## EXTRACT
The various steps and procedures for the election of the new Pope as revised and promulgated by John Paul II in 1996 may be summarized as follows: The cardinals assemble in the Sistine Chapel to elect a new pope 15-20 days after the death of the reigning Pope. The utensils necessary for voting – pen, paper, ink, ballot papers etc. will be on each Cardinals’s table, distributed by the Masters of Ceremony. Then are selected by drawing of lot, from among all the Cardinal electors, three Scrutineers, three persons charged with collecting the votes of the sick, called for the sake of brevity Infirmarii, and three Revisers. The Cardinals are not to have any contact with the outside world during the duration of the Conclave. They cast their secret ballots, disguising their handwriting, into a chalice with a paten. Though in theory any Roman Catholic can be chosen, only a Cardinal is chosen in practice. Four ballots are conducted each day -- two in the morning and two in the afternoon. Each time, after both votes of a session, the papers are all burned, along with chemicals or other material (wet or dry straw for example) to produce black or white smoke as the case may be. ( Last Conclave I especially noticed the small bundles of straw, two bags of charcoal, a box of firewood, iron sticks, pokers, and spoons for feeding and stirring  the fire, and sticks of chemicals with the labels “White” and “Black”.    If a Pope has not been elected after three days, nobody having secured two-thirds of the votes, according to the new regulations there will be a short break – of a day – for prayer, an exhortation by the top Cardinal Deacon, Cardinal Priest, or Cardinal Bishop, and discussions. There will be similar short breaks after each seven unsuccessful ballots. After thirty ballots if still no one obtains two-thirds majority, the Cardinals will elect the person who gets simple majority, i.e. 50% plus one votes. The election is announced after the newly elected person consents to be Pope and chooses the name by which he will be known. The newly elected pope then emerges and gives his first papal blessing: Urbi et Orbi ("To the City and to the World") to the crowd in the St. Peter’s Square.

Cut off from outside Contacts

John Paul the First died on 25th September 1978. On October 14th the doors of the Conclave were locked and sealed from inside and outside. From the next day onwards voting took place twice in the morning and twice in the evening. However this time it is possible that a single ballot may be taken in the first afternoon itself. The ballots were deposited in the golden chalice kept on the white cloth spread over the papal altar of the Sistine Chapel. Following previous practices tape-recorder, Vidieo, newspaper, cell-phone, TV,  camera – all are forbidden in the Conclave areas. Periodic eclectronic checking will be carried out to ensure this.

(Extracted records)
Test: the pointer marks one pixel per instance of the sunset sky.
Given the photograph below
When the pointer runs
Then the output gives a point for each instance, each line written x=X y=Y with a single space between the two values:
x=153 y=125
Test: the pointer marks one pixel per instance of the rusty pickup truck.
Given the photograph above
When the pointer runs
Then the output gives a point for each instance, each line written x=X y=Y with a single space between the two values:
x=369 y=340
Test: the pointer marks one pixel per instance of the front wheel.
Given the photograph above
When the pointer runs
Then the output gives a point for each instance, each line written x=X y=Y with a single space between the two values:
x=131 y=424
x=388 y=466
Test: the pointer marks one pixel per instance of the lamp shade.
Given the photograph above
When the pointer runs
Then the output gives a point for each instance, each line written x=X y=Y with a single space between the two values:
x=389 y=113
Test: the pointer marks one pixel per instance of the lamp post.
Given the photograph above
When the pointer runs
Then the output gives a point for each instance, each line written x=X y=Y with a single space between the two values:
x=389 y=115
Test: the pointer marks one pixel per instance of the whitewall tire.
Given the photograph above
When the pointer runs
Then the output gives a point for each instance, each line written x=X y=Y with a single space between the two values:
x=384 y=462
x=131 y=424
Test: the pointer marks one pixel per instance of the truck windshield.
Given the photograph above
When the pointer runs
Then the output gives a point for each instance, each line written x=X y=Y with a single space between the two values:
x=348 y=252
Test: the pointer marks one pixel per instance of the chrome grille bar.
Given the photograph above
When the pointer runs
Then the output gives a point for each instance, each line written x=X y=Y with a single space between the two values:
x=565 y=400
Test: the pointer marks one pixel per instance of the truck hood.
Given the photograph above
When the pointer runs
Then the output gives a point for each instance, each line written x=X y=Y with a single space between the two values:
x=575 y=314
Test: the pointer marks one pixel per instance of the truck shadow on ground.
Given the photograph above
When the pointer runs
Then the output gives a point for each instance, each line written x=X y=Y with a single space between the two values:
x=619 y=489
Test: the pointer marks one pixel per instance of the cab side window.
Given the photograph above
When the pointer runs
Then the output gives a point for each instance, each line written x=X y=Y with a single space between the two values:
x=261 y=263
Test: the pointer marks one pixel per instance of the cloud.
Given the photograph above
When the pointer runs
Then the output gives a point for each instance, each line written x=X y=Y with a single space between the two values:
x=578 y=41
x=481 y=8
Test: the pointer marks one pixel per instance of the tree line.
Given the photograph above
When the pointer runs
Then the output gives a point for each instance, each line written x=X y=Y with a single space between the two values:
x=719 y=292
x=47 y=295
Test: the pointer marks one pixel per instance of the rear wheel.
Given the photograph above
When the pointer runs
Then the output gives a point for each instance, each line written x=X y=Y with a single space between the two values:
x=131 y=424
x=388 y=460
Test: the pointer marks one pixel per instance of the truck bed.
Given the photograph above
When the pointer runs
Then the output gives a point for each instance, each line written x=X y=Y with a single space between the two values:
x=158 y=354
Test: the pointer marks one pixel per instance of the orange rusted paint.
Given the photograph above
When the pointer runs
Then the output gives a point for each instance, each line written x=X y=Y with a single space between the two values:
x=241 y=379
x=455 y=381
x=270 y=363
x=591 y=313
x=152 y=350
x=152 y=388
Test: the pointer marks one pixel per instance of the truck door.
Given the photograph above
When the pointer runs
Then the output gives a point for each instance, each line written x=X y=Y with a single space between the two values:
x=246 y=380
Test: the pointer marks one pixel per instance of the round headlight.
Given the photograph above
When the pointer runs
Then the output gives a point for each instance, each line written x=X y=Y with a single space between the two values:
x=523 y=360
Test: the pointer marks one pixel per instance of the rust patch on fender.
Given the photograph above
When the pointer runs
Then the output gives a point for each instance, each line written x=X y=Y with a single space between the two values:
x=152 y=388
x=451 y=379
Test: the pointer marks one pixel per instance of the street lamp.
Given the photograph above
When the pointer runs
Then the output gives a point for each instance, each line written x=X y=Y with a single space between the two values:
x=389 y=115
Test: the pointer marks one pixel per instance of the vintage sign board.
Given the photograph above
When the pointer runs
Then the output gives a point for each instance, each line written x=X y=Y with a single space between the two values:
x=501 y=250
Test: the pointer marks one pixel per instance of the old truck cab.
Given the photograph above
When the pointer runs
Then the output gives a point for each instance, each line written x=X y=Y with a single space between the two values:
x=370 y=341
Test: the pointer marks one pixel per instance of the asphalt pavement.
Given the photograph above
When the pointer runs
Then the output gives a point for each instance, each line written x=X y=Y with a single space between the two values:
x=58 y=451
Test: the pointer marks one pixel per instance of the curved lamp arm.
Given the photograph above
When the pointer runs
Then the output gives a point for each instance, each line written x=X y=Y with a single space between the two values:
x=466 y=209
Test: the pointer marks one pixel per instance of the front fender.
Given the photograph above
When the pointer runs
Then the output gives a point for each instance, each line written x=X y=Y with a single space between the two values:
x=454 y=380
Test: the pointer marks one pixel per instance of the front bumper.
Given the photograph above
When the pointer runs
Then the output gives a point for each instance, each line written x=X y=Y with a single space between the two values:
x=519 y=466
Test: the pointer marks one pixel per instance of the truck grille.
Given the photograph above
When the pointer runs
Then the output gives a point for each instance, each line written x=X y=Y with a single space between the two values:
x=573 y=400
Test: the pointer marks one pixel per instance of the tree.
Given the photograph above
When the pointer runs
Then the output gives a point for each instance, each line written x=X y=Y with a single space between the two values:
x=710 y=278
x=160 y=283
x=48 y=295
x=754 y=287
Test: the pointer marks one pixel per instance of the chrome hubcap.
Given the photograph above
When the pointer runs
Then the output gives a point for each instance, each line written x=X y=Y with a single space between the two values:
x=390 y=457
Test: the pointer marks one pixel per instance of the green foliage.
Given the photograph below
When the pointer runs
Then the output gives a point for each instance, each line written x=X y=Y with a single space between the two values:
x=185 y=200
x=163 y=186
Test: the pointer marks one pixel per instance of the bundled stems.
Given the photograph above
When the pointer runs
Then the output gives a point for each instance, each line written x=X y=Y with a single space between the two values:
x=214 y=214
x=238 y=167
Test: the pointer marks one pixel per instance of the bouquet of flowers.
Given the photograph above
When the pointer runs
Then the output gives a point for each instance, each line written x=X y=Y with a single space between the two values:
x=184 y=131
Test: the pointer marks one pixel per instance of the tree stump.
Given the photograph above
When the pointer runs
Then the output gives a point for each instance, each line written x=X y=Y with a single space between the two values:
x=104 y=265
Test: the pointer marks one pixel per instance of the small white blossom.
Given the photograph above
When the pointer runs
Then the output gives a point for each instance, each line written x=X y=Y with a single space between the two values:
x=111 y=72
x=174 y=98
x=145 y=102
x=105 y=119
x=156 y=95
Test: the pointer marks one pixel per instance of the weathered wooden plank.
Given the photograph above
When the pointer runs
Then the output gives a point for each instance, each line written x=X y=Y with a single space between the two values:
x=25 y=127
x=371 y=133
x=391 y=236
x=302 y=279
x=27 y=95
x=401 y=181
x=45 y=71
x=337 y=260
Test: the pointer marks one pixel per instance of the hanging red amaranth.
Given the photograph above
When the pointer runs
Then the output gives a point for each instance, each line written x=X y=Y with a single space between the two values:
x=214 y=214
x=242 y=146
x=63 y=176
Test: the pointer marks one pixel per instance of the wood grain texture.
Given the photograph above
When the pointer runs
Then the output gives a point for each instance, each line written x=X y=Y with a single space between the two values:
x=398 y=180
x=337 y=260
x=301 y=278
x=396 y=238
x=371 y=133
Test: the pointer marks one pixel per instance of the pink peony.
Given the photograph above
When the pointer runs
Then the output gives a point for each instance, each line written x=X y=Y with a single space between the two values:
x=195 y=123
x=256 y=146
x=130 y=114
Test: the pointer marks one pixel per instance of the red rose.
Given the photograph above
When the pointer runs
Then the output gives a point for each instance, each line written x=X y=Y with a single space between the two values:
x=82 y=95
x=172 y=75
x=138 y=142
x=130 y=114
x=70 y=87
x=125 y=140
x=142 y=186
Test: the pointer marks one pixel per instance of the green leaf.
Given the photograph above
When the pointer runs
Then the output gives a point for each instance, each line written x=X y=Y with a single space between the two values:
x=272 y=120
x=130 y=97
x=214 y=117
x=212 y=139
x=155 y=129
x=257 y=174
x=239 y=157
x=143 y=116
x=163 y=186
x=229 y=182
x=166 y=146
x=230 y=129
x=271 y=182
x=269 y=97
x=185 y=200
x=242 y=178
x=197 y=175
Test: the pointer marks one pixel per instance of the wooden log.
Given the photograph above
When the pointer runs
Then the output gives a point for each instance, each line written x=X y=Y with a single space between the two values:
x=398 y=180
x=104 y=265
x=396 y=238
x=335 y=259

## WHAT YOU SHOULD DO
Resume the text on the papal election procedure, continuing from its last sentence.

## FINAL ANSWER
In fact there are no candidates in this election, no ‘proposers’ and  ‘seconders’. In one sense it is only the Holy Spirit who proposes, in the   privacy of each voter’s heart.

Election by Acclamation Forbidden

The scene was the funeral ceremonies of Pope Alexander II in the 11th century. Suddenly a voice arose: “Let Hiederbrand be Pope!”  Everybody repeated that demand. Thus all the assembled congregation took Hiederbrand to the church and  enthroned him as Pope Gregory VIII. But the new regulations do not permit election by Acclamation. Or by Compromise. Only election by private individual voting is allowed. In any case election by acclamation and by committee has not been resorted to for many centuries.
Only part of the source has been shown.